### Exercise prompt
What do the lines from the one containing "the wooden table" through the end of the entries say? Quote them exactly, and only them.

### Material provided

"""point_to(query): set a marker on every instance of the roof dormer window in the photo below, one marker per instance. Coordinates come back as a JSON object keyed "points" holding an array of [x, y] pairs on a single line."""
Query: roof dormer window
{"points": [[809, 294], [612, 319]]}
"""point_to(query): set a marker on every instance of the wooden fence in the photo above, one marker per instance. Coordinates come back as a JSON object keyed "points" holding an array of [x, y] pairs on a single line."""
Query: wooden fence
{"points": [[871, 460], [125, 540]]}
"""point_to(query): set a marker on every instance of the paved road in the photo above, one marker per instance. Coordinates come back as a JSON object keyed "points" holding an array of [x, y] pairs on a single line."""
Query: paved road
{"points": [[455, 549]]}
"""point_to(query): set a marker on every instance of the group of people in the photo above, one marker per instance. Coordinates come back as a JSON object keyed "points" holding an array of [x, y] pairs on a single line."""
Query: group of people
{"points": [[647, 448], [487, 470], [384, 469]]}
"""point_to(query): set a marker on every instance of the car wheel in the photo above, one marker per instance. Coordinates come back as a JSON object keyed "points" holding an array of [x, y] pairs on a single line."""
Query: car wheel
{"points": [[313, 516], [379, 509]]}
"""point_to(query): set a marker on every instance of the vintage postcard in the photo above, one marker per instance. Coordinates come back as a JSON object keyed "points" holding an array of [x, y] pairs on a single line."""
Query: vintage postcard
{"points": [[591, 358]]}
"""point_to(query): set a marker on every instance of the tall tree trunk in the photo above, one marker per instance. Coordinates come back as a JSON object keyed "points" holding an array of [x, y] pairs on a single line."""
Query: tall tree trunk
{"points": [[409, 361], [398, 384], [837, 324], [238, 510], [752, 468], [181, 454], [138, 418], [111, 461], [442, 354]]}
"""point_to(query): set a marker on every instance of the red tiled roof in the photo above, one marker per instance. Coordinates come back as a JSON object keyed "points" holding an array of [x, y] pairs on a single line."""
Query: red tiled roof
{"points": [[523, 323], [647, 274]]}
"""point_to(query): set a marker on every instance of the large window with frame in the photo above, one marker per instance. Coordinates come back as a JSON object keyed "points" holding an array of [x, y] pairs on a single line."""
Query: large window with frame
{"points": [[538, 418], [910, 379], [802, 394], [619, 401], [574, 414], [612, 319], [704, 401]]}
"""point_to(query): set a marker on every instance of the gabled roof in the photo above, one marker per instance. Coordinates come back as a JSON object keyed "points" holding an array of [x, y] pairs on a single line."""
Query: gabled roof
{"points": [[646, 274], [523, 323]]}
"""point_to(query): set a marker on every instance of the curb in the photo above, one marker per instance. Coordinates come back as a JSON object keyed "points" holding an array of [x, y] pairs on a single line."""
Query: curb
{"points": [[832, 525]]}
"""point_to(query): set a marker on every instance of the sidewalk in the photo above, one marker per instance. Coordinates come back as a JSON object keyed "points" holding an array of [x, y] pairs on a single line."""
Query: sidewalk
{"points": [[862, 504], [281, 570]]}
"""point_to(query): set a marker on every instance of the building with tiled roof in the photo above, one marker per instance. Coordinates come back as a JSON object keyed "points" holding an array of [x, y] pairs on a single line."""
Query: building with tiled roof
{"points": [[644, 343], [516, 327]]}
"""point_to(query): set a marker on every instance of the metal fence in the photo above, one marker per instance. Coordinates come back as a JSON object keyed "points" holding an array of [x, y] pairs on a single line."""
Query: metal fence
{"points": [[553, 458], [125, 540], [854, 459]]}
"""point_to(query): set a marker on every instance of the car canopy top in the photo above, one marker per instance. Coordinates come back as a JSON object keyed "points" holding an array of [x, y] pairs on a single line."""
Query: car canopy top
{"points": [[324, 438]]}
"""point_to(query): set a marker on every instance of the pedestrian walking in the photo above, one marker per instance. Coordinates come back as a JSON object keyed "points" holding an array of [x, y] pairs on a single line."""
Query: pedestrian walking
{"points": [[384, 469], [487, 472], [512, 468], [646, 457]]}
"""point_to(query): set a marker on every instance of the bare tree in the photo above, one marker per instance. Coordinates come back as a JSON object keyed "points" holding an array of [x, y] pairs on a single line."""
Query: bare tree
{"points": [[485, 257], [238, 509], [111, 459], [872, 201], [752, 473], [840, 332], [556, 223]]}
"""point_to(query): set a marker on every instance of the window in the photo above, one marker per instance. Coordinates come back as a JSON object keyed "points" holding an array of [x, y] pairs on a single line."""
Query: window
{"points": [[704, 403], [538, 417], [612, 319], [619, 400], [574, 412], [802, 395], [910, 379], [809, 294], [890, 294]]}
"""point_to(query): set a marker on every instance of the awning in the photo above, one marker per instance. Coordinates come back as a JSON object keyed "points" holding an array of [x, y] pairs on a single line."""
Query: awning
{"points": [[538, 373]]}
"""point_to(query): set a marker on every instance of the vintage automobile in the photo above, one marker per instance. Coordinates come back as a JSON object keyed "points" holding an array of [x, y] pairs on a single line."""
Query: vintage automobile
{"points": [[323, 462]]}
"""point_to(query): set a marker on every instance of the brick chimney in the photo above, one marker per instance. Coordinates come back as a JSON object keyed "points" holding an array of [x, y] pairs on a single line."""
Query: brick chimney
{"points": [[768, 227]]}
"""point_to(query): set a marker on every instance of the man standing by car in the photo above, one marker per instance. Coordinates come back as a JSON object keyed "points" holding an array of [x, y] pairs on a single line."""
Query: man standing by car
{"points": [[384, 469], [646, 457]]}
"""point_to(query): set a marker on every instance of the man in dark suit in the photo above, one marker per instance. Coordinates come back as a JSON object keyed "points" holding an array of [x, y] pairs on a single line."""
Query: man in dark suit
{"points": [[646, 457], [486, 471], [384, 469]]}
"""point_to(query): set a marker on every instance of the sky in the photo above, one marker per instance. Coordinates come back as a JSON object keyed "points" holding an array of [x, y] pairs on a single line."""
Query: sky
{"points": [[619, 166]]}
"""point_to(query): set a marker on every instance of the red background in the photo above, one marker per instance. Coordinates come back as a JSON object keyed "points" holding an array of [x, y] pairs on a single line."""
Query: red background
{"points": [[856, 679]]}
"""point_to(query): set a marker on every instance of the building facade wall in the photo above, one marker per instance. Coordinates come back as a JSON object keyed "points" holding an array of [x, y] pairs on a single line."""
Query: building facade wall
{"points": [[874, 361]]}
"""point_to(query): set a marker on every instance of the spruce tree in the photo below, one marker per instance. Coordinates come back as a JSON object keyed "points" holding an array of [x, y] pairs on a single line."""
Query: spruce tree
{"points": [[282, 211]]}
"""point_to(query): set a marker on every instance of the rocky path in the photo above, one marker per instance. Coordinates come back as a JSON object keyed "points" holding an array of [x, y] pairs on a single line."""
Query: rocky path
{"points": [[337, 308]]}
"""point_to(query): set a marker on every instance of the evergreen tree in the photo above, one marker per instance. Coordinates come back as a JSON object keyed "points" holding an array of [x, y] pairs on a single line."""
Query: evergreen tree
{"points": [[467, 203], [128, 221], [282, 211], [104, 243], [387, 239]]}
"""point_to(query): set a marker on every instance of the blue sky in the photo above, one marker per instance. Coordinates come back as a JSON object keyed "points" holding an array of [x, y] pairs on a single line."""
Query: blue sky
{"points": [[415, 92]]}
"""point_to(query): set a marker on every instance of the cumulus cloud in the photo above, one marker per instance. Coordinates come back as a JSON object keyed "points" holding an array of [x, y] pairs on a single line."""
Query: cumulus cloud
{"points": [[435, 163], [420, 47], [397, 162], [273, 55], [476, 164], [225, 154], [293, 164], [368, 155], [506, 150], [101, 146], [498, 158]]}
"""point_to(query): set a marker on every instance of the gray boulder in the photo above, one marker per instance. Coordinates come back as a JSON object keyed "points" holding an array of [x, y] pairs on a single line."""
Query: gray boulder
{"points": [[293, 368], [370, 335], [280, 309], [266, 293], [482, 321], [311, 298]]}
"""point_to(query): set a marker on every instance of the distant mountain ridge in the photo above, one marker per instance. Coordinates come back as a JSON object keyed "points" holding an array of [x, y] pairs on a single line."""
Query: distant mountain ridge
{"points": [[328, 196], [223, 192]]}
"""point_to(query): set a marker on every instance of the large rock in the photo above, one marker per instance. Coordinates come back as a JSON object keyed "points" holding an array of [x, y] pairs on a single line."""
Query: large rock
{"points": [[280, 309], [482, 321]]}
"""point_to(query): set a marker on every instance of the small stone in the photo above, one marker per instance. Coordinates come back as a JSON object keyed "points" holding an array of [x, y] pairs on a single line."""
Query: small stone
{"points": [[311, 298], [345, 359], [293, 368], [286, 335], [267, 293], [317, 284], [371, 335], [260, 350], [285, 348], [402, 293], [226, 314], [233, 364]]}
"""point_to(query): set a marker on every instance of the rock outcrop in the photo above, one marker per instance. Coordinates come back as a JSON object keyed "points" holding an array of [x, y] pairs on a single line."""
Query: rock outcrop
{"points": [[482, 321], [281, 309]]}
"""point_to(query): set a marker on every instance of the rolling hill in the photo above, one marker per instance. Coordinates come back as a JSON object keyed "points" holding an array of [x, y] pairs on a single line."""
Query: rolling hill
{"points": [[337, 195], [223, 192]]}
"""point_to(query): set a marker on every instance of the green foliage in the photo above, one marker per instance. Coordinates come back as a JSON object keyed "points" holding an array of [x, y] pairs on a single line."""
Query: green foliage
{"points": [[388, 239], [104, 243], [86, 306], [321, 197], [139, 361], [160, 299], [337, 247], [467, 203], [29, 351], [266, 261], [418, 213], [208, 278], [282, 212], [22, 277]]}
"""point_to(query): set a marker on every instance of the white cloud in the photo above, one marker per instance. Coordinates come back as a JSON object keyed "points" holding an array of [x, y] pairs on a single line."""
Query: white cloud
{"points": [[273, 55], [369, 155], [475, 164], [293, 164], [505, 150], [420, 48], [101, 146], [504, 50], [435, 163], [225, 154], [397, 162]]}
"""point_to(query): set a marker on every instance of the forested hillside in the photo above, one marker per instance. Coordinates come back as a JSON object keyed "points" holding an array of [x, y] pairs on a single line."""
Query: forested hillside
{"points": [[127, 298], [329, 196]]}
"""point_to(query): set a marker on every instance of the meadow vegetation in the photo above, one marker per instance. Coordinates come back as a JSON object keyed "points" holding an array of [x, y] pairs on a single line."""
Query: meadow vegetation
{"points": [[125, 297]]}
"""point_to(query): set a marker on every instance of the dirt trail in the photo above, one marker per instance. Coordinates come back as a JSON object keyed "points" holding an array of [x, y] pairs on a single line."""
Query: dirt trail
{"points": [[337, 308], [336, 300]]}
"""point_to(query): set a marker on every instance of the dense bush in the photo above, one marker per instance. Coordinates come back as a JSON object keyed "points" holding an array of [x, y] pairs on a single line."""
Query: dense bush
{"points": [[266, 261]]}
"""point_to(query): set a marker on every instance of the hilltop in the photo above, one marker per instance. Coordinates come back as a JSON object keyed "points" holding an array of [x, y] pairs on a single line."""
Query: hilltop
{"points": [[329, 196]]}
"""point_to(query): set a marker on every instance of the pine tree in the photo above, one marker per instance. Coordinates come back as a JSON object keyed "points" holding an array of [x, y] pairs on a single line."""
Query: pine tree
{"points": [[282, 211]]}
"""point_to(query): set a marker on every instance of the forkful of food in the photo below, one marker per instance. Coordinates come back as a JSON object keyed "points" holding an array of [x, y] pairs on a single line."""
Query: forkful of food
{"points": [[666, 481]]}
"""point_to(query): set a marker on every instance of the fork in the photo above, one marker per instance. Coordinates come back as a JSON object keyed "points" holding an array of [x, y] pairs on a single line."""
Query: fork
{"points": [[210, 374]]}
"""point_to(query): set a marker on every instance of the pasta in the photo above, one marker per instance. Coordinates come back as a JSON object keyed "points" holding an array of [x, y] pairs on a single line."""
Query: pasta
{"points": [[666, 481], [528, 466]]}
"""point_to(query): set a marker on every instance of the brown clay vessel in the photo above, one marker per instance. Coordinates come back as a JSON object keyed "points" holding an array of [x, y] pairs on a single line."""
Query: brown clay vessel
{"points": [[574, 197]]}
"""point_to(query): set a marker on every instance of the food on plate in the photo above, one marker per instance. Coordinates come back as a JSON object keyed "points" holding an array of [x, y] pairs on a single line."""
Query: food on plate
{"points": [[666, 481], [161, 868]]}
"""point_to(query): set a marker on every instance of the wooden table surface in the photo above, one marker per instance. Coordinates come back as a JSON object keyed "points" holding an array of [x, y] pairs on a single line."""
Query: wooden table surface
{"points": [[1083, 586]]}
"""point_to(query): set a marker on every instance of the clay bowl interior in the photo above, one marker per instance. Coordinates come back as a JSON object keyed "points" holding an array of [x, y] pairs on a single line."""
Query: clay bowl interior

### Worked solution
"""point_to(query): set a marker on every instance of the wooden table surface in the photo above, one marker per instance. Coordinates come back as a JSON object keyed "points" holding an array of [x, y] pairs on a single line."""
Query: wooden table surface
{"points": [[1083, 586]]}
"""point_to(query): set a marker on every instance of the clay bowl interior in the photo above, one marker per instance. Coordinates come back as a JSON object keyed "points" holding an array of [x, y] pairs on a single line."""
Query: clay bowl interior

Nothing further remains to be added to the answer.